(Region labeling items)
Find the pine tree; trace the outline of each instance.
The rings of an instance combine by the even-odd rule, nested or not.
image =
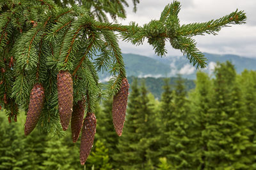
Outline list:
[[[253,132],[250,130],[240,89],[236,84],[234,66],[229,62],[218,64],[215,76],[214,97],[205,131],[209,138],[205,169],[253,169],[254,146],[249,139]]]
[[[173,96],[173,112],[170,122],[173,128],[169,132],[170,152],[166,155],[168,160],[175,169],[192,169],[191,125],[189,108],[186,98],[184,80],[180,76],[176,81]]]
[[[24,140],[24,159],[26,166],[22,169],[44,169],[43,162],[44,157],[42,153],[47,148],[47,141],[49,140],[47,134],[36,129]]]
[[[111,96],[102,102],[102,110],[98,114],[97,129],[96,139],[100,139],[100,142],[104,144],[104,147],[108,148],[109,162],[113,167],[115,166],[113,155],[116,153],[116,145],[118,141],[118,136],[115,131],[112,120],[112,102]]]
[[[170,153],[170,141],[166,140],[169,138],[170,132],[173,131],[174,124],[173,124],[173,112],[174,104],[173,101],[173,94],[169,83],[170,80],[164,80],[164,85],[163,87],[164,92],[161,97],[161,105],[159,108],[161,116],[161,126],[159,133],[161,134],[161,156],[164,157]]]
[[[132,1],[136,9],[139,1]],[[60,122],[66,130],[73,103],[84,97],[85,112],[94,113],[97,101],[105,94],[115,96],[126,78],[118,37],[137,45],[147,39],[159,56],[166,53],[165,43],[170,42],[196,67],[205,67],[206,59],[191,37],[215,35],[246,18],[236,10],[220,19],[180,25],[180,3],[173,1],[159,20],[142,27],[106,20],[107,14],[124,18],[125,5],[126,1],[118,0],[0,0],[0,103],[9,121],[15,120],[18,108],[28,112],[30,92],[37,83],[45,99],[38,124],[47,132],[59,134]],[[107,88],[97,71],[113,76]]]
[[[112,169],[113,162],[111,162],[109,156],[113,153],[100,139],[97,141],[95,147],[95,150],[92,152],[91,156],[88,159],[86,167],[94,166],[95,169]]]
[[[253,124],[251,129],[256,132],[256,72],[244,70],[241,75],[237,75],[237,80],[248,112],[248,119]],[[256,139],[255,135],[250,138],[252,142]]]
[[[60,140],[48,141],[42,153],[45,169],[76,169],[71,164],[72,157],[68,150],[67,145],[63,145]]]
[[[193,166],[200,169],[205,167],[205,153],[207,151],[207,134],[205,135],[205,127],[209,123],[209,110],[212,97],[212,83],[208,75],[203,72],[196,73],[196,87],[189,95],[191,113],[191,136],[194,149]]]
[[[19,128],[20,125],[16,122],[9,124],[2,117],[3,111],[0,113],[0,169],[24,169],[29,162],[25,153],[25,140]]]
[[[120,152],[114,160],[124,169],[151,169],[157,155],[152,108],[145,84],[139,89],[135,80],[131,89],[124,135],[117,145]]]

> _Job_
Replicate the material above verbatim; images stay out of the copy.

> _Solved exercise_
Find the pine tree; trace the outline of each instance.
The rings of an instance combine by the even-odd rule, nested or not.
image =
Outline list:
[[[253,132],[250,130],[240,89],[236,84],[234,66],[229,62],[218,64],[215,76],[214,97],[205,131],[209,138],[205,169],[253,169],[254,146],[249,139]]]
[[[173,96],[173,112],[170,122],[173,128],[169,132],[170,152],[166,155],[168,160],[175,169],[192,169],[191,125],[189,108],[186,98],[184,80],[180,76],[176,81]]]
[[[24,140],[24,159],[26,166],[22,169],[44,169],[43,162],[44,157],[42,153],[47,148],[47,141],[49,140],[47,134],[36,129]]]
[[[111,96],[102,102],[102,110],[98,114],[97,129],[96,139],[100,139],[100,142],[104,144],[104,147],[108,148],[109,162],[113,167],[115,166],[113,155],[116,153],[116,145],[118,141],[118,136],[115,131],[112,120],[112,102]]]
[[[170,153],[170,141],[166,140],[169,138],[170,132],[173,131],[174,124],[173,124],[173,112],[174,104],[173,101],[173,94],[169,83],[170,80],[164,80],[164,85],[163,87],[164,92],[161,97],[161,105],[159,108],[161,116],[161,126],[159,133],[161,134],[161,156],[164,157]]]
[[[132,1],[136,9],[139,1]],[[60,122],[66,130],[73,103],[84,97],[85,112],[94,113],[97,101],[105,94],[115,96],[126,78],[118,37],[137,45],[147,39],[159,56],[166,53],[165,43],[170,42],[196,67],[205,67],[206,59],[191,37],[215,35],[246,18],[236,10],[220,19],[180,25],[180,3],[173,1],[159,20],[142,27],[106,20],[107,14],[124,18],[125,5],[126,1],[118,0],[0,0],[0,103],[9,121],[15,120],[18,108],[28,112],[30,92],[37,83],[45,99],[38,124],[47,132],[59,134]],[[107,88],[97,71],[113,76]]]
[[[112,169],[113,162],[111,162],[109,156],[113,153],[100,139],[97,141],[95,147],[95,150],[92,152],[91,156],[88,159],[86,167],[94,166],[95,169]]]
[[[253,124],[251,129],[256,132],[256,72],[244,70],[241,75],[237,75],[237,80],[248,112],[248,119]],[[256,139],[255,135],[250,138],[252,142]]]
[[[60,140],[48,141],[42,153],[45,169],[76,169],[71,164],[72,157],[68,150],[67,145],[63,145]]]
[[[193,166],[200,169],[205,167],[205,153],[207,151],[207,134],[205,135],[205,127],[209,123],[209,110],[212,97],[212,83],[208,75],[203,72],[196,73],[196,87],[189,95],[191,113],[191,136],[194,149]]]
[[[19,128],[20,125],[16,122],[9,124],[2,117],[3,111],[0,113],[0,169],[24,169],[29,162],[25,153],[25,140]]]
[[[120,152],[114,160],[124,169],[151,169],[157,155],[152,108],[145,84],[139,89],[135,80],[131,89],[124,135],[117,145]]]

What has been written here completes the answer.